# REQUISITO A
Según el fragmento sobre la literatura y la muerte, ¿quién ha demostrado claramente que la existencia es la sola angustia verdadera?

# FRAGMENTO DE TEXTO
/---
Si se quiere reducir la literatura al movimiento que hace aprehensible todas sus ambigüedades, allí está él: como la palabra común, la literatura empieza por el fin, lo único que permite comprenderla. Para hablar, debemos ver la muerte, verla tras nosotros. Cuando hablamos, nos apoyamos en una tumba y ese vacío de la tumba es lo que hace la verdad del lenguaje, pero al mismo tiempo el vacío es realidad y la muerte se hace ser. Hay ser –es decir, una verdad lógica y expresable– y hay un mundo, porque podemos destruir las cosas y suspender la existencia. En ese sentido se puede decir que hay ser porque hay nada: la muerte es la posibilidad del hombre, es su oportunidad, por ella nos queda el porvenir de un mundo acabado; la muerte es la esperanza más grande de los hombres, su única esperanza de ser hombres. La existencia es por eso su sola angustia verdadera, como lo ha demostrado claramente Emmanuel Levinas; [V] temen a la existencia, no porque la muerte pueda ponerle fin, sino porque ella excluye a la muerte, porque debajo de la muerte sigue estando allí, presencia en el fondo de la ausencia, día inexorable sobre el cual salen y se ponen todos los días. Y, sin duda, nos preocupa morir. Pero, ¿por qué? Porque nosotros, los que morimos, abandonamos precisamente al mundo y a la muerte. Es la paradoja del momento final. La muerte trabaja con nosotros en el mundo; poder que humaniza a la naturaleza, que eleva el ser a la existencia, está en nosotros, como nuestra parte más humana; sólo es muerte en el mundo, el hombre la conoce sólo porque es hombre, y sólo es hombre porque es la muerte en devenir. Pero morir es romper el mundo; es perder al hombre, aniquilar al ser; por tanto, es también perder la muerte, perder lo que en ella y para mí hacía de ella la muerte. Mientras vivo, soy un hombre mortal, mas, cuando muero, dejando de ser hombre, también dejo de ser mortal, ya no soy capaz de morir y la muerte que se anuncia me causa horror, porque la veo tal cual es: ya no muerte, sino imposibilidad de morir.
\---
# ENTRADAS DEL CONJUNTO
/---
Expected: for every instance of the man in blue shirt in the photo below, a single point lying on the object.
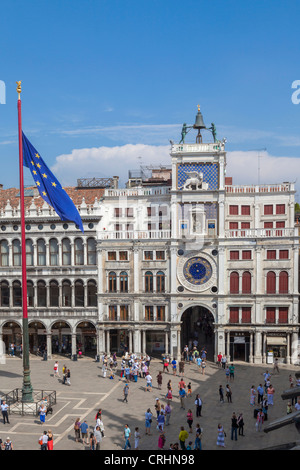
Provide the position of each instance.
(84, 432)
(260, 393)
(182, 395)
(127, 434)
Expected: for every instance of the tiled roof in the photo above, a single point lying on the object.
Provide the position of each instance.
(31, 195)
\---
/---
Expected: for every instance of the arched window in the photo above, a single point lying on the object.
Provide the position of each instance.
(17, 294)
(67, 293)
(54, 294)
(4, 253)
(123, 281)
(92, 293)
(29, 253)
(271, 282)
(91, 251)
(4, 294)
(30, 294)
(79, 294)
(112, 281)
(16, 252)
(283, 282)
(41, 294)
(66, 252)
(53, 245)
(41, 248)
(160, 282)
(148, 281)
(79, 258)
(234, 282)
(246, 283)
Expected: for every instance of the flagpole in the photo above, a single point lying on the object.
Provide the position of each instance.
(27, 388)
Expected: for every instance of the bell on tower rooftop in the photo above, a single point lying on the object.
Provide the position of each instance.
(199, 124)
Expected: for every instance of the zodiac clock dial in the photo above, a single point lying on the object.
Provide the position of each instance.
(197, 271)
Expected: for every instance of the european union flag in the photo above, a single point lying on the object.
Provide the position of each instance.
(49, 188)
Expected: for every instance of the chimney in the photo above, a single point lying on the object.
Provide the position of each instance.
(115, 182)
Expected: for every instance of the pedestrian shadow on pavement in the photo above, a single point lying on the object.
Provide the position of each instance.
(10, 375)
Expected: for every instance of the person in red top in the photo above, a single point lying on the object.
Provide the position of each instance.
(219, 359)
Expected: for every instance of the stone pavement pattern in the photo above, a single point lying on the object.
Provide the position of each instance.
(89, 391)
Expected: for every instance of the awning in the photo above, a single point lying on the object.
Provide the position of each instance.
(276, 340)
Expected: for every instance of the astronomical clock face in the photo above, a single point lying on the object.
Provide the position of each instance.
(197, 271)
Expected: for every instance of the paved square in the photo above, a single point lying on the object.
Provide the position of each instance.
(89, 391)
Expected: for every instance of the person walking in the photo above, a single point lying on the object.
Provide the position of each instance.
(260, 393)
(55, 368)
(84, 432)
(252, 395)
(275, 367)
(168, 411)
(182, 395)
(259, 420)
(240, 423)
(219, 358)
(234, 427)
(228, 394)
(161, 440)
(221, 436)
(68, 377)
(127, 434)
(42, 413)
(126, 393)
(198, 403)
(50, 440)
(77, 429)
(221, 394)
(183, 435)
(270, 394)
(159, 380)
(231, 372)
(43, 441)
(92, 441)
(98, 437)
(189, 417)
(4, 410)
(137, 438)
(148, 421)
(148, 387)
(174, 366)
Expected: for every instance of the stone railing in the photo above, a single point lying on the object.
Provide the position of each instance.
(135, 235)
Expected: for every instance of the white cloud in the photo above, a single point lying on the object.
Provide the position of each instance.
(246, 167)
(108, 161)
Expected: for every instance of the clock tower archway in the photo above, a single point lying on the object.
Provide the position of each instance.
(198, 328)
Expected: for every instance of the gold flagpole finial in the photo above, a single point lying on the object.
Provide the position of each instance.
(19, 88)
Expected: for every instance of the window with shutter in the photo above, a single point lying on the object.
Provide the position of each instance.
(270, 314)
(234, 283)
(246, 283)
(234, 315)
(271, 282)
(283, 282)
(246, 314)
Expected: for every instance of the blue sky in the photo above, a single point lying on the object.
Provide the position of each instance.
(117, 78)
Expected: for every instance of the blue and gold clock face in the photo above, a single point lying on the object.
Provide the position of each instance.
\---
/---
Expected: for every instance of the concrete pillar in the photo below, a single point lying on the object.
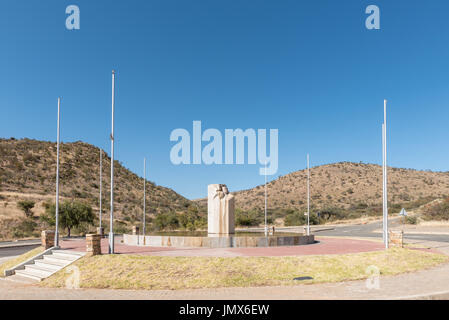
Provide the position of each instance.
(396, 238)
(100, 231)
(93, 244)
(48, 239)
\---
# REQUISITO B
Identifica en el listado todas las líneas que contienen la palabra "person" y cópialas.

# RESULTADO FINAL A
Emmanuel Levinas.

# RESULTADO FINAL B
Expected: for every instance of the person in red top in the photo above, a single point lying on the object.
Expected: for every instance of the person walking in the photo above, a single point lying on the object.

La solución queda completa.